**Passage provided**
───

C. The Parties’ Post-Petition Business Relationship
21. The Bankruptcy. On February 2, 1998, APS Holding Corporation and nine of its direct and indirect subsidiaries, including APS, filed voluntary petitions for relief under Chapter 11 of the United States Bankruptcy Code, 11 U.S.C. § 101. (D.I. 83). At the time of the petition, APS owed SMP over $15 million in unsecured debt for product it received but for which it did not pay. (DX 24, 62; D.I. 110 at 134, D.I. 111 at 382-83, D.I. 112 at 462)
22. Within hours after its bankruptcy petition was filed, APS’s Vice President of Purchasing, Charles Popik, placed a call to SMP’s Senior Vice President and Chief Financial Officer, Michael Bailey, in order to advise him of the bankruptcy filing, and of the importance to APS in securing an uninterrupted flow of product from SMP so that APS could continue filling its customers’ orders. (D.I. 110 at 52-3)
23. Upon learning of APS’s bankruptcy petition, SMP froze APS’s existing open accounts and stopped its shipments that were in transit. (D.I. 111 at 381-82) Within a day after the filing, the parties began negotiations regarding the terms upon which the parties would continue to do business. (D.I. 110 at 51-3, D.I. 111 at 313-14, 593-95) Ultimately, APS did not assume the prepetition agreements. (D.I. 80)
24. Post-Petition Payment Terms. As a result of discussions between the parties, on February 4, 1998, APS and SMP signed a letter agreement (the “February 4 Agreement”) containing the payment terms and procedure under which SMP would continue to sell product to APS on a post-petition basis. (PX 11; D.I. 110 at 53-4, D.I. 111 at 316, 385) Because SMP was owed a substantial pre-petition amount, it refused to continue to extend credit terms to APS on a post-petition basis. (D.I. 110 at 53-4)
25. The February 4 Agreement provided that all post-petition product shipments from SMP to APS would be on a pre-paid or cash in advance basis. (PX 11) Additionally, APS was required to, and did, immediately overnight payments to SMP of $50,000 and $550,000 to establish a pool of funds from which to pre-pay daily emergency orders and regular warehouse stocking orders, respectively. (Id.; D.I. 110 at 56-7) Furthermore, in order to ensure that SMP had sufficient funds on hand to cover the value of all of its shipments to APS during the post-petition period, the February 4 Agreement required APS to overnight checks to SMP on a daily basis in order to pre-pay the orders that it placed with SMP the previous day. (PX 11; D.I. 110 at 57)

───

**Problem a**
Please print the rows below again word for word, from the line containing "Locate every instance of the pile of grapefruit" through the last row, both ends included.

**Records to use**

───

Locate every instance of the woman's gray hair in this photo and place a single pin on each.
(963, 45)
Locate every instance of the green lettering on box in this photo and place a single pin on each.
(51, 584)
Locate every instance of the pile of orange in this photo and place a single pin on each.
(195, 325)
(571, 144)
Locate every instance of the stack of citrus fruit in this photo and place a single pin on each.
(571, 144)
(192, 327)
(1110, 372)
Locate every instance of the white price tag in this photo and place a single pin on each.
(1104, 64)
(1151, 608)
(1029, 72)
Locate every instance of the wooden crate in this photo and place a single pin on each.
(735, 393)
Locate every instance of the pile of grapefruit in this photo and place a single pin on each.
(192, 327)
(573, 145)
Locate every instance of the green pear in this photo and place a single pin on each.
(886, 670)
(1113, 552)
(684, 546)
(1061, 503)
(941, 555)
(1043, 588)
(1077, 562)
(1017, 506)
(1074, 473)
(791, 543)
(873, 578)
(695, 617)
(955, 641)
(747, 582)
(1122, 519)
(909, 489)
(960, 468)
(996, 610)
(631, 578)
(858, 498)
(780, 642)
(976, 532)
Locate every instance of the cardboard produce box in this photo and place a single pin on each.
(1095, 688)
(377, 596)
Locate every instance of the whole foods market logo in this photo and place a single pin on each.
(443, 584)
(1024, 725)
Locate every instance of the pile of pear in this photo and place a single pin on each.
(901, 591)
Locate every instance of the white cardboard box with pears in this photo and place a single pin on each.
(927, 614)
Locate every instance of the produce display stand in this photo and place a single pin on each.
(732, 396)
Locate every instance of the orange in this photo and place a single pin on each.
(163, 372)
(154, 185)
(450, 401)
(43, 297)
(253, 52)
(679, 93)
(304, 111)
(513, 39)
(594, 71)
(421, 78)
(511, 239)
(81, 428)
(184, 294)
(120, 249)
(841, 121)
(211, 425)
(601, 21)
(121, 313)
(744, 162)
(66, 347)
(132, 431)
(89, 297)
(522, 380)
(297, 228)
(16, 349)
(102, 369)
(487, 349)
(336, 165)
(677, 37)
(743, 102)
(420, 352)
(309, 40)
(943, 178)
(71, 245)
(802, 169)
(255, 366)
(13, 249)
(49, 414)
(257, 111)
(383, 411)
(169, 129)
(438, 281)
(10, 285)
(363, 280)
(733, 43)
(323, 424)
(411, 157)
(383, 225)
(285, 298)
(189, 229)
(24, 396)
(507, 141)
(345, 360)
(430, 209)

───

**Problem b**
Rewrite the bankruptcy passage from "22. Within hours" to "110 at 52-3)", swapping "placed a call to" for "telephoned".

**Written answer a**
Locate every instance of the pile of grapefruit in this photo and place a single pin on each.
(192, 327)
(573, 145)
Locate every instance of the green pear in this photo and place a single pin on each.
(886, 670)
(1113, 552)
(684, 546)
(1061, 503)
(941, 555)
(1043, 588)
(1077, 562)
(1017, 506)
(1074, 473)
(791, 543)
(873, 578)
(695, 617)
(955, 641)
(747, 582)
(1122, 519)
(909, 489)
(960, 468)
(996, 610)
(631, 578)
(858, 498)
(780, 642)
(976, 532)
Locate every instance of the cardboard produce box in this photo and place a single pin on each.
(1095, 688)
(377, 596)
Locate every instance of the whole foods market logo in this photo and place a single pin on each.
(443, 584)
(1024, 725)
Locate every instance of the pile of pear in this photo and place a single pin on each.
(901, 591)
Locate every instance of the white cardboard box with pears in this photo and place a single pin on each.
(927, 614)
Locate every instance of the produce display stand in this photo and place a single pin on each.
(732, 396)
Locate every instance of the orange in this photo and place a single pin on each.
(163, 372)
(154, 185)
(450, 401)
(43, 297)
(253, 52)
(679, 93)
(304, 111)
(513, 39)
(594, 71)
(421, 78)
(511, 239)
(81, 428)
(184, 294)
(120, 249)
(841, 121)
(211, 425)
(601, 21)
(121, 313)
(744, 162)
(66, 347)
(132, 431)
(89, 297)
(522, 380)
(297, 228)
(16, 349)
(102, 369)
(487, 349)
(336, 165)
(677, 37)
(743, 102)
(420, 352)
(309, 40)
(943, 178)
(71, 245)
(802, 169)
(255, 366)
(13, 249)
(49, 414)
(257, 111)
(383, 411)
(169, 129)
(438, 281)
(10, 285)
(363, 280)
(733, 43)
(323, 424)
(411, 157)
(383, 225)
(285, 298)
(189, 229)
(24, 396)
(507, 141)
(345, 360)
(430, 209)

**Written answer b**
22. Within hours after its bankruptcy petition was filed, APS’s Vice President of Purchasing, Charles Popik, telephoned SMP’s Senior Vice President and Chief Financial Officer, Michael Bailey, in order to advise him of the bankruptcy filing, and of the importance to APS in securing an uninterrupted flow of product from SMP so that APS could continue filling its customers’ orders. (D.I. 110 at 52-3)